■ **Supplied data**:
• • •

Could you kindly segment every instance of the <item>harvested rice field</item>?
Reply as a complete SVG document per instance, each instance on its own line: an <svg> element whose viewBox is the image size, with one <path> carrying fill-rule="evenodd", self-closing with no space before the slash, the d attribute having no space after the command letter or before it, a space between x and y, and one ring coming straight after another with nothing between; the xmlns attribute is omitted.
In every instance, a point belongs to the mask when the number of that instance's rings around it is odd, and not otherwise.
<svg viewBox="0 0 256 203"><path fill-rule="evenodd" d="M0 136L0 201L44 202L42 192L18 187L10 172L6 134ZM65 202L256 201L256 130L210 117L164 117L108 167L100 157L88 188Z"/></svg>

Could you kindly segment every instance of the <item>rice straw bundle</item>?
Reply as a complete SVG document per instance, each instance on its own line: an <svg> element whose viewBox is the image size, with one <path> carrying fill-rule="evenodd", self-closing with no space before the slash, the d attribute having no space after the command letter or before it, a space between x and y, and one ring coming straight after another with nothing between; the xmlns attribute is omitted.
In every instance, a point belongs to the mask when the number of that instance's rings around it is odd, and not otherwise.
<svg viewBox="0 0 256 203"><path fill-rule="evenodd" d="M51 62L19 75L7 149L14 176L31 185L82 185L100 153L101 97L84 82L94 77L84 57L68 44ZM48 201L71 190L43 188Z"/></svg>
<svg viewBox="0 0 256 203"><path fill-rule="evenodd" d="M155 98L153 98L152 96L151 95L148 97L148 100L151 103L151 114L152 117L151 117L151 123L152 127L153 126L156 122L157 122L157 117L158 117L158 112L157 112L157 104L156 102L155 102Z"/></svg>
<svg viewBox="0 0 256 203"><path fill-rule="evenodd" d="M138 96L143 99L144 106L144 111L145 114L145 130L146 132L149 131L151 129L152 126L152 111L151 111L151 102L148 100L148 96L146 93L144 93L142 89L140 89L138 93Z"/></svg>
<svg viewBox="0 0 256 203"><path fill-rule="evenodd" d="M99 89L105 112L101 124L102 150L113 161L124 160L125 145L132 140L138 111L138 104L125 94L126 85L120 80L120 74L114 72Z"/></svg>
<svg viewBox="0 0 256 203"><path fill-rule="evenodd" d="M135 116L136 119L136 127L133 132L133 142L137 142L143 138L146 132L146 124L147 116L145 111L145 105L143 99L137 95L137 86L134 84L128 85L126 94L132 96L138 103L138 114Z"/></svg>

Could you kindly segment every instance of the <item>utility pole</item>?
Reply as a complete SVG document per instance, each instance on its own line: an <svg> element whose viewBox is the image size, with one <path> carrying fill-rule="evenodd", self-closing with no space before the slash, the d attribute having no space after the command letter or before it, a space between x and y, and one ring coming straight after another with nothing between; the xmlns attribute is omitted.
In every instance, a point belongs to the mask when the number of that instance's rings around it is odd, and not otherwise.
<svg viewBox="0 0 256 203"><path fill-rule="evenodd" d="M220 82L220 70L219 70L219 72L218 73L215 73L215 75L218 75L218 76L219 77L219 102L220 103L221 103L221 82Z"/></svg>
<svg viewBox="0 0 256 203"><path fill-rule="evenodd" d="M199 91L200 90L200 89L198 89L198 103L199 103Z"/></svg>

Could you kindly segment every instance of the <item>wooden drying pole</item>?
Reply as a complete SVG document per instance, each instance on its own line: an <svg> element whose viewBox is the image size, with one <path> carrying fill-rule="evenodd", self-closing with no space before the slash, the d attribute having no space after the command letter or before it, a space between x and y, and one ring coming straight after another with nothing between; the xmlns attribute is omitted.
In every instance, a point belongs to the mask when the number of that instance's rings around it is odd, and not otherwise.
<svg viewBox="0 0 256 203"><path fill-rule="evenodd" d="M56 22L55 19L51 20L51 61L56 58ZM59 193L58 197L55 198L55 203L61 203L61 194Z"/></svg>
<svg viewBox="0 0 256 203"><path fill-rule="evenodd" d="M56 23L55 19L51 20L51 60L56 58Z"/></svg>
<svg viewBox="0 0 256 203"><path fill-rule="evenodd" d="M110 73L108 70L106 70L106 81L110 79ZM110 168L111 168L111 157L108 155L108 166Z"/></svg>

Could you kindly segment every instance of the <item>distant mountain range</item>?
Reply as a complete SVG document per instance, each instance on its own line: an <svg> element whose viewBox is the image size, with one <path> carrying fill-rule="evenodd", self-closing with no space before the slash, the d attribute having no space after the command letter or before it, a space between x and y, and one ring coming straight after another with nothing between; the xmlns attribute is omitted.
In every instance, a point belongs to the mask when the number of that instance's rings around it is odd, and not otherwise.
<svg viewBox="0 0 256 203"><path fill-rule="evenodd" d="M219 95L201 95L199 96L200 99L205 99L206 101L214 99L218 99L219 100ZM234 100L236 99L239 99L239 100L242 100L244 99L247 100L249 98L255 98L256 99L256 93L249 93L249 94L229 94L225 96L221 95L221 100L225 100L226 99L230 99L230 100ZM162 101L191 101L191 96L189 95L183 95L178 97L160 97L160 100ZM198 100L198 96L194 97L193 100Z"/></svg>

• • •

■ **Work required**: Write out all of the material above as a numbered list, one line per item, leaving out the blank lines.

■ **Response to the exercise**:
1. Could you kindly segment every instance of the <item>harvested rice field</item>?
2. Reply as a complete SVG document per instance, each instance on its own line: an <svg> element whose viewBox is the image size, with one <path> carrying fill-rule="evenodd", self-closing with no space before the slash, the d attribute having no space after the command letter or before it, a space between x and y, and one ring coming straight after another with nothing between; the xmlns attribute is omitted.
3. In every instance, a point belongs to the mask when the number of that instance's rings around it is odd, and not otherwise.
4. <svg viewBox="0 0 256 203"><path fill-rule="evenodd" d="M0 136L0 201L44 202L42 192L18 187L10 172L6 134ZM65 202L256 201L256 130L210 117L164 117L108 167L100 157L88 188Z"/></svg>
5. Could you kindly segment every instance of the <item>rice straw bundle</item>?
6. Reply as a complete SVG document per instance, each instance on its own line: an <svg> element whose viewBox is the image size, with one <path> carrying fill-rule="evenodd", self-closing with no space before the slash, the d attribute having no space after the command letter or before it, a space between x and y, and one ring coming straight after another with nothing between; the xmlns attribute is omitted.
7. In every instance, a point belongs to the mask when the number of that instance's rings around it is odd, and not otherwise.
8. <svg viewBox="0 0 256 203"><path fill-rule="evenodd" d="M51 62L19 75L7 149L14 176L31 185L82 185L100 153L101 97L84 82L94 77L84 57L68 44ZM48 201L71 190L43 188Z"/></svg>
9. <svg viewBox="0 0 256 203"><path fill-rule="evenodd" d="M155 98L153 98L152 96L151 95L148 97L148 100L151 103L151 114L152 117L151 117L151 123L152 127L153 126L156 122L157 122L157 117L158 117L158 112L157 112L157 104L156 102L155 102Z"/></svg>
10. <svg viewBox="0 0 256 203"><path fill-rule="evenodd" d="M138 96L143 99L144 106L144 111L145 114L145 130L146 132L149 131L151 129L152 126L152 111L151 111L151 102L148 100L148 96L146 93L144 93L142 89L140 89L138 93Z"/></svg>
11. <svg viewBox="0 0 256 203"><path fill-rule="evenodd" d="M99 89L105 112L101 124L102 150L113 161L124 160L125 145L132 140L138 111L138 104L125 94L126 85L120 80L120 74L114 72Z"/></svg>
12. <svg viewBox="0 0 256 203"><path fill-rule="evenodd" d="M135 116L136 119L136 127L133 132L133 142L137 142L143 138L146 132L146 124L147 116L145 111L145 105L143 99L137 95L137 86L134 84L128 85L126 94L132 96L138 103L138 114Z"/></svg>
13. Could you kindly segment every instance of the <item>utility pole</item>?
14. Reply as a complete SVG document per instance, each instance on its own line: an <svg> element whose viewBox is the image size, with one <path> carrying fill-rule="evenodd", self-closing with no space before the slash, the d attribute having no space after the command letter or before it, a space between x and y, and one ring coming straight after another with nothing between; the xmlns attribute is omitted.
15. In every instance, a point belongs to the mask when the number of that instance's rings around it is odd, and not otherwise.
16. <svg viewBox="0 0 256 203"><path fill-rule="evenodd" d="M220 82L220 70L219 70L219 72L218 73L215 73L215 75L218 75L218 76L219 77L219 102L220 103L221 103L221 82Z"/></svg>
17. <svg viewBox="0 0 256 203"><path fill-rule="evenodd" d="M199 91L200 90L200 89L198 89L198 103L199 103Z"/></svg>
18. Could you kindly segment every instance of the <item>wooden drying pole</item>?
19. Reply as a complete SVG document per instance, each instance on its own line: an <svg> element whose viewBox is the image size, with one <path> carrying fill-rule="evenodd", self-closing with no space before the slash, the d attribute having no space after the command letter or before it, a space between x and y, and one ring coming straight after another with nothing between; the xmlns attribute is omitted.
20. In every instance, a point belongs to the mask when the number of that instance's rings around it is odd, and not otherwise.
21. <svg viewBox="0 0 256 203"><path fill-rule="evenodd" d="M56 22L55 19L51 20L51 61L56 58ZM59 193L58 197L55 198L55 203L61 203L61 194Z"/></svg>
22. <svg viewBox="0 0 256 203"><path fill-rule="evenodd" d="M56 23L55 19L51 20L51 60L56 58Z"/></svg>
23. <svg viewBox="0 0 256 203"><path fill-rule="evenodd" d="M110 73L108 70L106 70L106 81L110 79ZM110 168L111 168L111 157L108 155L108 166Z"/></svg>
24. Could you kindly segment every instance of the <item>distant mountain range</item>?
25. Reply as a complete SVG document per instance, each instance on its own line: an <svg> element whose viewBox is the image size, with one <path> carrying fill-rule="evenodd", self-closing with no space before the slash, the d attribute having no space after the command letter or before it, a space between x and y, and one ring coming straight after another with nothing between; the xmlns attribute is omitted.
26. In every instance, a point belongs to the mask when the number of that instance's rings around it is odd, and not otherwise.
27. <svg viewBox="0 0 256 203"><path fill-rule="evenodd" d="M219 95L201 95L199 96L200 99L205 99L206 101L214 99L218 99L219 100ZM234 100L236 99L239 99L239 100L242 100L244 99L247 100L249 98L255 98L256 99L256 93L249 93L249 94L229 94L225 96L221 95L221 100L225 100L226 99L230 99L230 100ZM162 101L191 101L191 96L189 95L183 95L178 97L160 97L160 100ZM198 100L198 96L194 97L193 100Z"/></svg>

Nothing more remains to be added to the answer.